=== Provided records ===
┄┄┄┄┄┄┄┄┄┄

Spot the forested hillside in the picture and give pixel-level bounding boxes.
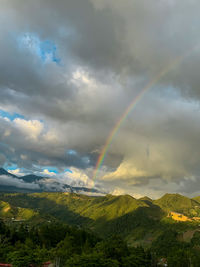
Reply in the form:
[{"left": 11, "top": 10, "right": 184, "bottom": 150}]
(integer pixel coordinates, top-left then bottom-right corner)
[{"left": 1, "top": 192, "right": 200, "bottom": 266}]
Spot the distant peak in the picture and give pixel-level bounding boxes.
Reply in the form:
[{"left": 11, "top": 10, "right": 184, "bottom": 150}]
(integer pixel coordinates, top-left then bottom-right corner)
[
  {"left": 0, "top": 167, "right": 7, "bottom": 173},
  {"left": 0, "top": 168, "right": 17, "bottom": 177},
  {"left": 139, "top": 196, "right": 152, "bottom": 202},
  {"left": 108, "top": 194, "right": 135, "bottom": 199}
]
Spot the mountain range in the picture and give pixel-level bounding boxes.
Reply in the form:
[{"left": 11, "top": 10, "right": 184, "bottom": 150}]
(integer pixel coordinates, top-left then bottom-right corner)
[
  {"left": 0, "top": 168, "right": 104, "bottom": 195},
  {"left": 2, "top": 168, "right": 200, "bottom": 246},
  {"left": 1, "top": 191, "right": 200, "bottom": 246}
]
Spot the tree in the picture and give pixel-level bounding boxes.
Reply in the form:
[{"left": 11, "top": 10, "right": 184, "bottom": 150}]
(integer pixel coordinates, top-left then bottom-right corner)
[
  {"left": 65, "top": 253, "right": 119, "bottom": 267},
  {"left": 7, "top": 249, "right": 34, "bottom": 267},
  {"left": 167, "top": 249, "right": 190, "bottom": 267},
  {"left": 95, "top": 235, "right": 129, "bottom": 262}
]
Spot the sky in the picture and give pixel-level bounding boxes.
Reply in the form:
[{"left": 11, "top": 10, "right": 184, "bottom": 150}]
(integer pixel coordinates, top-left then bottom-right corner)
[{"left": 1, "top": 0, "right": 200, "bottom": 198}]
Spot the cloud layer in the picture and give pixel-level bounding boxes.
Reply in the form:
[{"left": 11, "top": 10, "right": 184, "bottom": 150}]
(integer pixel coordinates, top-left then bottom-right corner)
[{"left": 1, "top": 0, "right": 200, "bottom": 198}]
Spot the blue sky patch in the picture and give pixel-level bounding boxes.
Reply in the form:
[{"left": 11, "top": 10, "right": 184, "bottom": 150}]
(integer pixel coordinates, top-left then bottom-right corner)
[
  {"left": 67, "top": 149, "right": 77, "bottom": 156},
  {"left": 0, "top": 109, "right": 25, "bottom": 121},
  {"left": 19, "top": 33, "right": 60, "bottom": 64},
  {"left": 65, "top": 168, "right": 73, "bottom": 173},
  {"left": 4, "top": 163, "right": 18, "bottom": 171}
]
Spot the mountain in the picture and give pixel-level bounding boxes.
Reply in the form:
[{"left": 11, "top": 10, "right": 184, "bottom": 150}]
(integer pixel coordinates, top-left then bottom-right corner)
[
  {"left": 154, "top": 193, "right": 200, "bottom": 217},
  {"left": 20, "top": 174, "right": 46, "bottom": 183},
  {"left": 0, "top": 167, "right": 17, "bottom": 178},
  {"left": 1, "top": 167, "right": 200, "bottom": 244},
  {"left": 0, "top": 200, "right": 38, "bottom": 220},
  {"left": 0, "top": 192, "right": 161, "bottom": 238},
  {"left": 192, "top": 196, "right": 200, "bottom": 203},
  {"left": 0, "top": 192, "right": 200, "bottom": 243},
  {"left": 0, "top": 168, "right": 105, "bottom": 195},
  {"left": 1, "top": 192, "right": 200, "bottom": 266},
  {"left": 139, "top": 196, "right": 153, "bottom": 205},
  {"left": 1, "top": 191, "right": 199, "bottom": 245}
]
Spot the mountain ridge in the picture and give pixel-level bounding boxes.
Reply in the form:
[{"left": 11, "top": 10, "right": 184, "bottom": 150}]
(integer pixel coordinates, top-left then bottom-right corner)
[
  {"left": 0, "top": 167, "right": 17, "bottom": 178},
  {"left": 0, "top": 191, "right": 200, "bottom": 241},
  {"left": 0, "top": 167, "right": 105, "bottom": 195}
]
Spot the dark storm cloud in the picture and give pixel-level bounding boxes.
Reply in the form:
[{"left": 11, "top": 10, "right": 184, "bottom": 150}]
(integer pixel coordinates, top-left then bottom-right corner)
[{"left": 1, "top": 0, "right": 200, "bottom": 101}]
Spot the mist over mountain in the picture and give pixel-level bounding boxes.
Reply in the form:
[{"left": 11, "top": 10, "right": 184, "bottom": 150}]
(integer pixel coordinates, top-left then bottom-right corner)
[{"left": 0, "top": 168, "right": 104, "bottom": 195}]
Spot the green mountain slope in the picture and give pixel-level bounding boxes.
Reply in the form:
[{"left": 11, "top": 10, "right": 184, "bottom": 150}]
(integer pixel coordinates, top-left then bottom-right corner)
[
  {"left": 154, "top": 193, "right": 200, "bottom": 217},
  {"left": 0, "top": 193, "right": 157, "bottom": 233},
  {"left": 192, "top": 196, "right": 200, "bottom": 204},
  {"left": 0, "top": 200, "right": 38, "bottom": 220},
  {"left": 0, "top": 192, "right": 200, "bottom": 245},
  {"left": 0, "top": 193, "right": 148, "bottom": 224}
]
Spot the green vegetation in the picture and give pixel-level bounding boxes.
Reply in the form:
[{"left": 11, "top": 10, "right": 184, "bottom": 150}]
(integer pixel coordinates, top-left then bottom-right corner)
[
  {"left": 193, "top": 196, "right": 200, "bottom": 204},
  {"left": 154, "top": 193, "right": 200, "bottom": 217},
  {"left": 0, "top": 219, "right": 152, "bottom": 266},
  {"left": 0, "top": 192, "right": 200, "bottom": 266},
  {"left": 0, "top": 200, "right": 38, "bottom": 220},
  {"left": 0, "top": 193, "right": 162, "bottom": 237}
]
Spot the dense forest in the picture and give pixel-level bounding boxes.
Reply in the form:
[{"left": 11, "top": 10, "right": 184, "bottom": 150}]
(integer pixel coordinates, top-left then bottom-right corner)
[
  {"left": 0, "top": 219, "right": 200, "bottom": 266},
  {"left": 0, "top": 192, "right": 200, "bottom": 266},
  {"left": 0, "top": 220, "right": 152, "bottom": 267}
]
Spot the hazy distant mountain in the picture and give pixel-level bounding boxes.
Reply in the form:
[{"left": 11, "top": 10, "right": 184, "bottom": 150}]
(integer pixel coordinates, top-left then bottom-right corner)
[
  {"left": 0, "top": 168, "right": 105, "bottom": 195},
  {"left": 20, "top": 174, "right": 46, "bottom": 183}
]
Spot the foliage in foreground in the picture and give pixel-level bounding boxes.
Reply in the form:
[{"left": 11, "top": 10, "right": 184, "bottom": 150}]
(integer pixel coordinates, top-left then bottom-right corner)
[
  {"left": 0, "top": 219, "right": 152, "bottom": 267},
  {"left": 0, "top": 219, "right": 200, "bottom": 266}
]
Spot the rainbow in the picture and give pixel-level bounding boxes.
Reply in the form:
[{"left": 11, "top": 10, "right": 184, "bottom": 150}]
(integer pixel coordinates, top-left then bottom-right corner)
[{"left": 93, "top": 45, "right": 200, "bottom": 180}]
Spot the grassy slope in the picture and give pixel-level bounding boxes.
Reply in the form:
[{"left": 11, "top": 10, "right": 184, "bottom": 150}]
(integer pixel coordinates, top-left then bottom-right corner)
[
  {"left": 0, "top": 200, "right": 38, "bottom": 220},
  {"left": 193, "top": 196, "right": 200, "bottom": 203},
  {"left": 154, "top": 193, "right": 200, "bottom": 217}
]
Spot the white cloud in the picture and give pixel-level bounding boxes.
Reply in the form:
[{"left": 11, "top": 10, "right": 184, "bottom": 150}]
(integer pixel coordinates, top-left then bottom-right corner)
[
  {"left": 2, "top": 0, "right": 200, "bottom": 198},
  {"left": 102, "top": 161, "right": 146, "bottom": 181},
  {"left": 111, "top": 187, "right": 125, "bottom": 196},
  {"left": 8, "top": 168, "right": 25, "bottom": 177},
  {"left": 0, "top": 175, "right": 40, "bottom": 190},
  {"left": 4, "top": 129, "right": 11, "bottom": 137},
  {"left": 20, "top": 154, "right": 27, "bottom": 160},
  {"left": 14, "top": 118, "right": 43, "bottom": 140},
  {"left": 61, "top": 168, "right": 95, "bottom": 188},
  {"left": 41, "top": 169, "right": 56, "bottom": 177}
]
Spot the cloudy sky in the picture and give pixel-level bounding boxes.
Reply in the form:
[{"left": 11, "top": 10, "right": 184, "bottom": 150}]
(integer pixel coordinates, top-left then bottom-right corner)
[{"left": 1, "top": 0, "right": 200, "bottom": 198}]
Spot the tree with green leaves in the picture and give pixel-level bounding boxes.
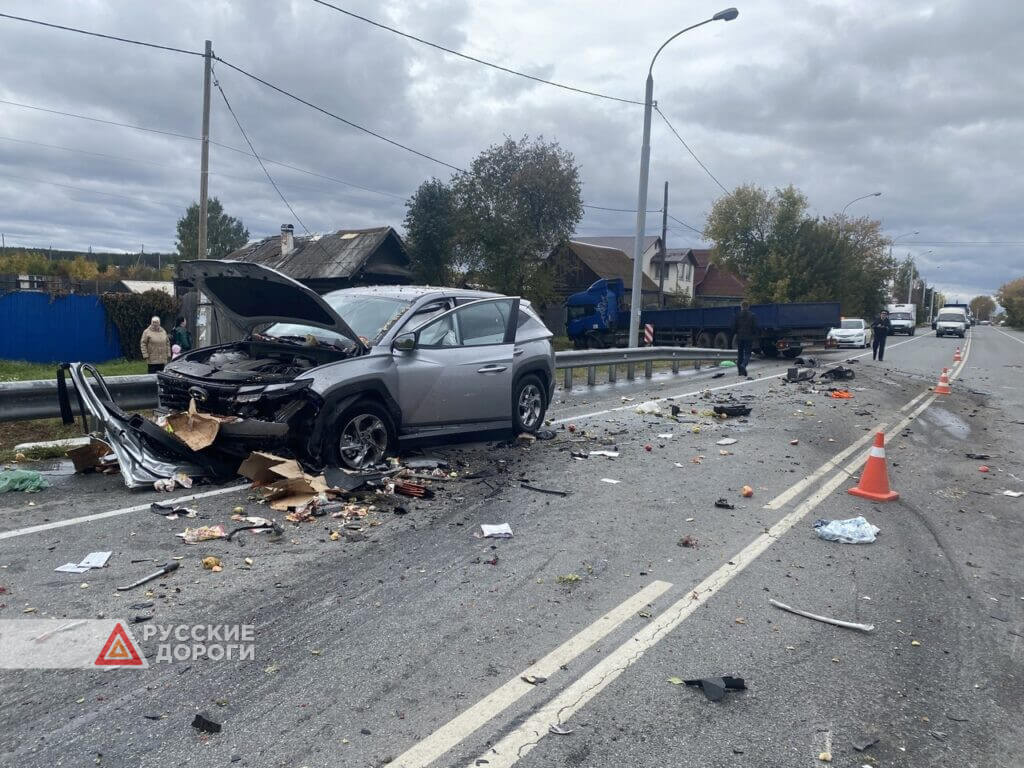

┄┄┄┄┄┄┄┄┄┄

=== Task directions ===
Answer with a single number: the count of lines above that contain the string "tree".

=== Output for this exercise ===
2